Extrait du document -

^^^^

Chapitre XI.
On doit non-seulement éviter les Danses, mais on doit même éviter, autant qu’on peut, d’être présent aux danses.
Si l’on ne doit pas aimer à danser, on ne doit pas non plus aimer à voir
danser les autres. Prendre plaisir à être spectateur ou spectatrice des
danses, c’est leur donner une sorte d’approbation, et par là y participer en
sa manière. Et saint Paul déclare (Rom. c. 1, v. 32)
que
non-seulement ceux qui font les choses défendues
(dont il venoit de parler)
méritent la mort, mais aussi ceux qui approuvent ceux qui
les font
. Il écrit aussi aux Ephésiens (ch. 5,
v. 11.) :
Ne prenez point de part aux œuvres
infructueuses des ténèbres, mais plutôt
condamnez-les.

^^^^

Une série d'enregistrements
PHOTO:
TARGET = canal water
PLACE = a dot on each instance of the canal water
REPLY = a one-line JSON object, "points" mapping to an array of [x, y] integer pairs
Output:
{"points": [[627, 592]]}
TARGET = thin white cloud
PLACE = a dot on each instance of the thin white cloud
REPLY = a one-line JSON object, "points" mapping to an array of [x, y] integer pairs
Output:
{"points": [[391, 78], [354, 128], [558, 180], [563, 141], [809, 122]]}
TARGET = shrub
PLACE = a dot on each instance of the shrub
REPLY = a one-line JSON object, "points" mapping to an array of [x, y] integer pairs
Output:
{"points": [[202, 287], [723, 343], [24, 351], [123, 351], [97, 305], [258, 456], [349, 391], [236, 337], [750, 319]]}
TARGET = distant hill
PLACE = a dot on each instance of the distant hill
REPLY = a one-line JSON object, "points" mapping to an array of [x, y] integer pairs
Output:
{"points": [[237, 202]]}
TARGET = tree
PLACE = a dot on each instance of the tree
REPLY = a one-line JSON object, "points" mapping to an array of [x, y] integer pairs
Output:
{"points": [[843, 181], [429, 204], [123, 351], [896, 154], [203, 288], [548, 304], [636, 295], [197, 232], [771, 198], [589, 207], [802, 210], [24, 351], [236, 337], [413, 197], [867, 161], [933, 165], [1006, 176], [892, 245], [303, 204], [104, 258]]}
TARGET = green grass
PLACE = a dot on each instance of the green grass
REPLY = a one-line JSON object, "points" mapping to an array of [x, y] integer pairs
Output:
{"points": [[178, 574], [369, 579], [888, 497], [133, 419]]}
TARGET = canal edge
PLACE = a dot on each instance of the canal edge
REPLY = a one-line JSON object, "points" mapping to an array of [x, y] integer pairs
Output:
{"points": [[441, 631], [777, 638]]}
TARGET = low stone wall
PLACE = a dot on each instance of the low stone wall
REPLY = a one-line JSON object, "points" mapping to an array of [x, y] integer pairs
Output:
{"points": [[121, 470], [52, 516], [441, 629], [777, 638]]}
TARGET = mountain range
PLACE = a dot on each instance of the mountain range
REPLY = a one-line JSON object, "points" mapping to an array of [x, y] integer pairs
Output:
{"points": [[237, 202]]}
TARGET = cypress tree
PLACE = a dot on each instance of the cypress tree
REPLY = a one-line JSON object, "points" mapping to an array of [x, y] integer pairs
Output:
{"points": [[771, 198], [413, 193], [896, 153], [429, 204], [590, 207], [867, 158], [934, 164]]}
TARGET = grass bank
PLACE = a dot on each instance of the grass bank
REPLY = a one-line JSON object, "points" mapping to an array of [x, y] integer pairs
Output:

^^^^

Consignes -
1 > Recopiez l'extrait sur les danses depuis « méritent la mort, mais » jusqu'à « condamnez-les. » inclus.
2 > Pour chacune des affirmations suivantes, indiquez par oui ou par non si elle concorde avec l'extrait sur les danses, puis citez les mots de l'extrait qui en décident. (a) Prendre plaisir à regarder danser revient à donner aux danses une sorte d'approbation. (b) L'extrait cite une lettre de saint Paul aux Corinthiens. (c) Selon saint Paul, seuls ceux qui font les choses défendues méritent la mort.
3 > Poursuivez l'extrait sur les danses à partir de sa dernière phrase.
Les enregistrements n'ont aucun rôle dans cet exercice.

Réponses -
1 >
méritent la mort, mais aussi ceux qui approuvent ceux qui
les font
. Il écrit aussi aux Ephésiens (ch. 5,
v. 11.) :
Ne prenez point de part aux œuvres
infructueuses des ténèbres, mais plutôt
condamnez-les.

2 >
(a) Oui : « Prendre plaisir à être spectateur ou spectatrice des danses, c’est leur donner une sorte d’approbation ».
(b) Non : « Et saint Paul déclare (Rom. c. 1, v. 32) » et « Il écrit aussi aux Ephésiens (ch. 5, v. 11.) ».
(c) Non : « non-seulement ceux qui font les choses défendues (dont il venoit de parler) méritent la mort, mais aussi ceux qui approuvent ceux qui les font ».

3 >
De plus, si on trouve du plaisir à voir danser, on ne peut guère tarder à en trouver à danser soi-même ; et si on a eu jusqu’alors de la répugnance à le faire, on sera facilement excité par l’exemple des autres, qu’on aura aimé à voir dans ce divertissement, à le rechercher et à s’y livrer soi-même, pour peu qu’on puisse le faire avec bienséance. Enfin, on ne peut s’arrêter à regarder les danses sans être en même temps témoin de beaucoup de familiarités et de libertés criminelles qu’ont ensemble les personnes de différent sexe, ou en dansant, ou après avoir dansé. Et combien cette vue est-elle capable de produire dans l’ame de mauvaises pensées et de mauvais désirs, qu’on ne peut alors dire être involontaires, puisqu’on veut ce qui les produit !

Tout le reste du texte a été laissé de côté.